(Stored data entries)
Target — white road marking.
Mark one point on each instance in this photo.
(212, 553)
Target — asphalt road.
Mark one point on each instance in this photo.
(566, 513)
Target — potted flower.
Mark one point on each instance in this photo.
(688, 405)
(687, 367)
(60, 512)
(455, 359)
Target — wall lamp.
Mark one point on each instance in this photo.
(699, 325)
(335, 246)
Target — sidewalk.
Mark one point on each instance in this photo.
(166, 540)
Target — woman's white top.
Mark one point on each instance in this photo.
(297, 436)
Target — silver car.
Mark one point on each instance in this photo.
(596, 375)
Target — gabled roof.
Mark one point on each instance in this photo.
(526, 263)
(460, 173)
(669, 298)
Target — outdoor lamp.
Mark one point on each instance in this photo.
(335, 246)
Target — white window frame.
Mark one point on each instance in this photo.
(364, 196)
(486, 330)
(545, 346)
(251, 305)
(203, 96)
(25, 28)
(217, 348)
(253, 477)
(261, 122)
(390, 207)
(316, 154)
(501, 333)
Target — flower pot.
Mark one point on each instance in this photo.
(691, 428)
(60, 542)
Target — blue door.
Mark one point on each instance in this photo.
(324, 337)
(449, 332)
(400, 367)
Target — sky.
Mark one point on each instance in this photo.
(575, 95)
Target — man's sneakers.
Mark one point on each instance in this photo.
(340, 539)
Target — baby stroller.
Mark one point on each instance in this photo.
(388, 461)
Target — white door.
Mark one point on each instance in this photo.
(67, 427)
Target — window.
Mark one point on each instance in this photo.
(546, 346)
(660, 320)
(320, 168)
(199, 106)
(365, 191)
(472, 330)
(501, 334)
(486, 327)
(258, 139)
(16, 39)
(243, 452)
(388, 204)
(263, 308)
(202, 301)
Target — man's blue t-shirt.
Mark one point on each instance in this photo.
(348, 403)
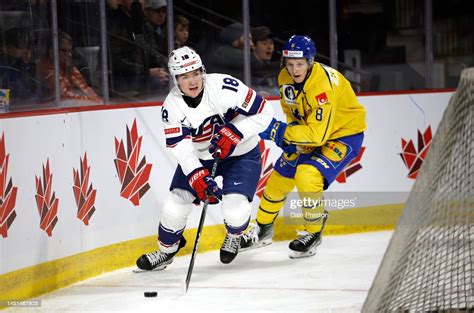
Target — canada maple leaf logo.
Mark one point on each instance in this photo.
(46, 200)
(266, 169)
(413, 157)
(84, 194)
(133, 174)
(7, 192)
(351, 168)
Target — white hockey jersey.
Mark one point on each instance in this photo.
(188, 131)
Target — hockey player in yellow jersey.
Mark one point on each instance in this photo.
(322, 134)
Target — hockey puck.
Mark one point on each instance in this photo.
(150, 294)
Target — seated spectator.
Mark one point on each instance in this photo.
(181, 31)
(16, 70)
(72, 83)
(264, 70)
(136, 66)
(229, 56)
(155, 25)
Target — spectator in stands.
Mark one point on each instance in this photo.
(135, 66)
(155, 26)
(229, 56)
(181, 31)
(17, 73)
(264, 70)
(72, 83)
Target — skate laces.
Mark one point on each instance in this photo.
(157, 257)
(231, 243)
(252, 233)
(305, 237)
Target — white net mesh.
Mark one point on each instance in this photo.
(428, 265)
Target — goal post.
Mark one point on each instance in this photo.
(429, 263)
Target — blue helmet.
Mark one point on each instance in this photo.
(299, 47)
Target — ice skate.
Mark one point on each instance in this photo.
(230, 247)
(158, 260)
(257, 235)
(305, 245)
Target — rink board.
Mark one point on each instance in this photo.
(77, 242)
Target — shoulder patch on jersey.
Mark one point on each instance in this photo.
(248, 98)
(322, 98)
(289, 94)
(333, 76)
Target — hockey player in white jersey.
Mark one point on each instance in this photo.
(204, 113)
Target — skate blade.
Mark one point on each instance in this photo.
(158, 269)
(300, 255)
(259, 244)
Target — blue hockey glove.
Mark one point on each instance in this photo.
(225, 139)
(203, 184)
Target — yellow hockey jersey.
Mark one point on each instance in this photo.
(325, 108)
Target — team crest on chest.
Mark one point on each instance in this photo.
(289, 94)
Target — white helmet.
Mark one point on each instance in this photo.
(183, 60)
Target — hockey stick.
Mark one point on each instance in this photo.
(201, 224)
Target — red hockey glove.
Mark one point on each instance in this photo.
(225, 139)
(203, 184)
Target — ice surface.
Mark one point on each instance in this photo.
(336, 279)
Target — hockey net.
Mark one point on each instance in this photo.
(428, 265)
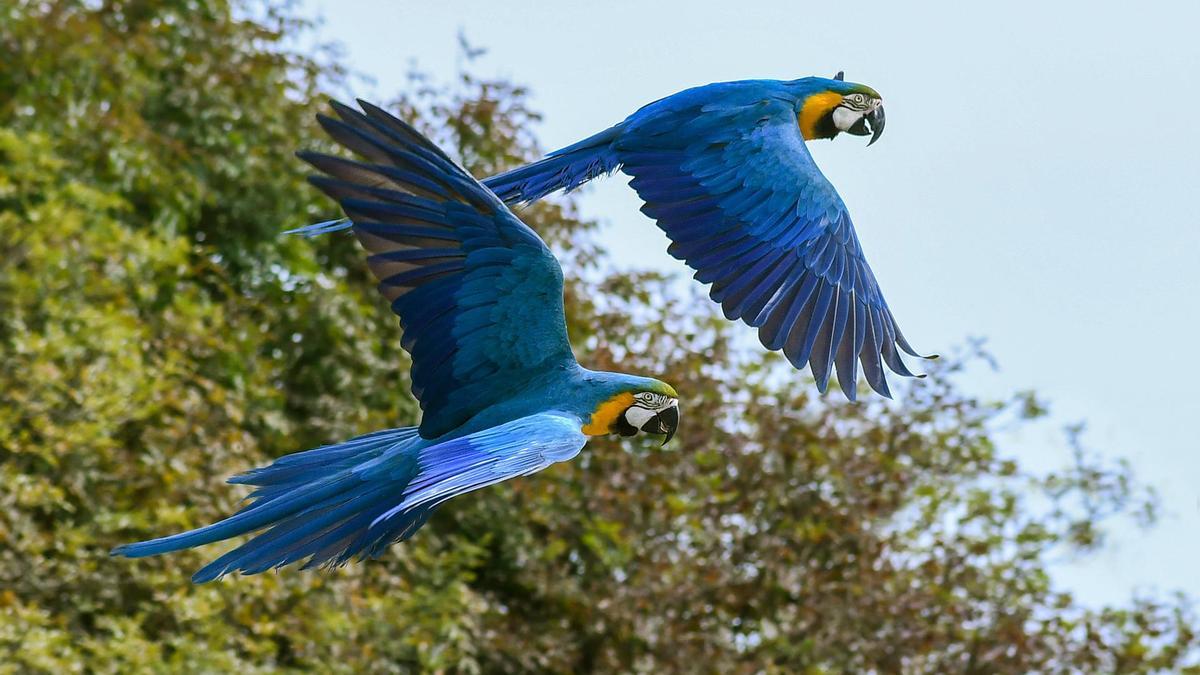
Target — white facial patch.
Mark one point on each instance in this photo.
(637, 416)
(844, 118)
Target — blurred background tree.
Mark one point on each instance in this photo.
(157, 335)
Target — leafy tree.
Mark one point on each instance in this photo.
(157, 335)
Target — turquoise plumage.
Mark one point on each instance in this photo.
(725, 172)
(480, 300)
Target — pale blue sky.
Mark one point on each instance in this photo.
(1035, 186)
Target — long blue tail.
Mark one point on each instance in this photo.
(562, 169)
(319, 505)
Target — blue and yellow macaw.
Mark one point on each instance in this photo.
(724, 171)
(480, 300)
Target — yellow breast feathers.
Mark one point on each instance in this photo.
(604, 417)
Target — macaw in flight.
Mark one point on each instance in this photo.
(724, 171)
(480, 300)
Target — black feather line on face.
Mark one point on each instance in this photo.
(623, 426)
(826, 127)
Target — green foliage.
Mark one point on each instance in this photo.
(157, 335)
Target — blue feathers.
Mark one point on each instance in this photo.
(565, 169)
(480, 299)
(725, 173)
(349, 501)
(442, 244)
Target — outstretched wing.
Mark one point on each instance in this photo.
(744, 204)
(478, 293)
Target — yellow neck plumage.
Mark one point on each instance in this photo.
(606, 413)
(814, 109)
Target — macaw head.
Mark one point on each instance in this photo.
(645, 405)
(829, 107)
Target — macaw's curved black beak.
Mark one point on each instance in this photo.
(871, 124)
(665, 422)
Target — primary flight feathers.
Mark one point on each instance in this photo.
(725, 173)
(480, 300)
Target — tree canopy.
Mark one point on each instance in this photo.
(157, 334)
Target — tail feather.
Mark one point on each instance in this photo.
(301, 497)
(562, 169)
(353, 500)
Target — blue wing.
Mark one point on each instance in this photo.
(733, 186)
(478, 293)
(353, 500)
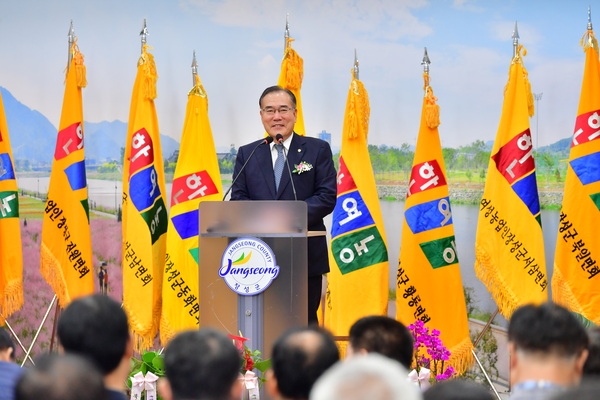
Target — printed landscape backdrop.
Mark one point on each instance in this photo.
(239, 46)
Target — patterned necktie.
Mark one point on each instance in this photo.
(278, 168)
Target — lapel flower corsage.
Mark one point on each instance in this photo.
(302, 167)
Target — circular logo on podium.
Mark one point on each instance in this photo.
(248, 266)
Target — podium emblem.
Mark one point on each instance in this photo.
(248, 266)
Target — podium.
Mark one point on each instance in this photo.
(240, 288)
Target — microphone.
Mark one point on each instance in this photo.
(266, 140)
(279, 138)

▶ [What you need to do] The lines holding the word "wing" are the answer. Pull them out of the records and copy them.

▶ [Answer to this exercise]
Target — outstretched wing.
Target — blue wing.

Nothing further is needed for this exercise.